• [What is asked]: Please reproduce, character for character, the part of the lines that opens with the line containing "Outline the polished" and closes with the line containing "[325, 192, 528, 379]", including both of those lines and nothing else.

=== Extracted records ===

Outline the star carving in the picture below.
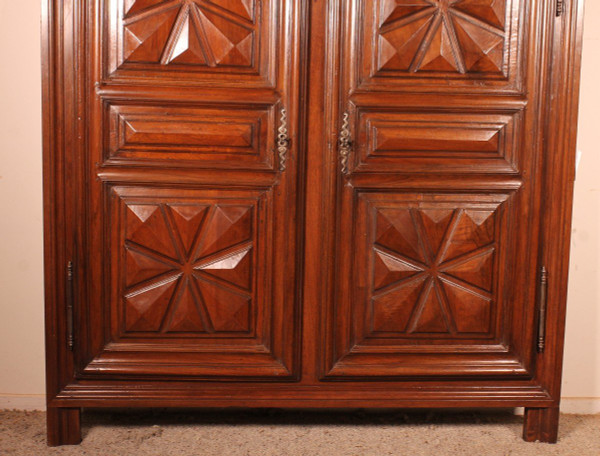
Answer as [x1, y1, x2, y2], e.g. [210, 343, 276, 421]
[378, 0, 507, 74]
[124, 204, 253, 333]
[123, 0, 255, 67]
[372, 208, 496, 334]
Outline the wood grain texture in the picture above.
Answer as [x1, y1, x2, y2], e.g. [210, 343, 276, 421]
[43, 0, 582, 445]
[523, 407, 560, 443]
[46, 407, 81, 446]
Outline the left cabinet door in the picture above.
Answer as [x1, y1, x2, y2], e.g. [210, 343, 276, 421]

===
=== Extracted records ===

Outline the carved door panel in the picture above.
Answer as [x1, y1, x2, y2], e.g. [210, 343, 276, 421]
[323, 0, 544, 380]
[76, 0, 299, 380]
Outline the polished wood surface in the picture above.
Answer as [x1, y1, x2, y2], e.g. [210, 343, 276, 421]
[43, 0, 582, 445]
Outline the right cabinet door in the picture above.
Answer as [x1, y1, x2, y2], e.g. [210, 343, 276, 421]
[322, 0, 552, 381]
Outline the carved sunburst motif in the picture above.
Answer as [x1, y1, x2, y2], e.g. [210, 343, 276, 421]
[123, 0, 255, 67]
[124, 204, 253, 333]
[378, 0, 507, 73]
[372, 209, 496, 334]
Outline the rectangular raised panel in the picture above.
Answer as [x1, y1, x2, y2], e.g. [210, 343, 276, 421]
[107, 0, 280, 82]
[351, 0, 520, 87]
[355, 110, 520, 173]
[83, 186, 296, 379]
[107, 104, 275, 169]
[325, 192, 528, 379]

===

• [Complete response]:
Outline the polished wood surface in the picture above.
Answer as [x1, y1, x2, y2], e.g. [210, 343, 276, 421]
[43, 0, 582, 445]
Outline the right cabinet door in the picture above.
Answer as [x1, y1, x2, y2], e.g. [210, 343, 276, 421]
[322, 0, 552, 381]
Outline the carved sunburst motif in the picture above.
Answer as [x1, y1, x2, y2], e.g. [210, 343, 276, 421]
[123, 0, 255, 67]
[124, 204, 253, 333]
[378, 0, 507, 73]
[372, 209, 496, 334]
Outline the rectangular raised panel in the picture above.
Answer as [x1, y1, x2, y2], e.g. [210, 343, 276, 421]
[107, 0, 280, 82]
[351, 0, 520, 87]
[355, 110, 520, 173]
[83, 186, 296, 379]
[107, 104, 275, 169]
[325, 192, 528, 379]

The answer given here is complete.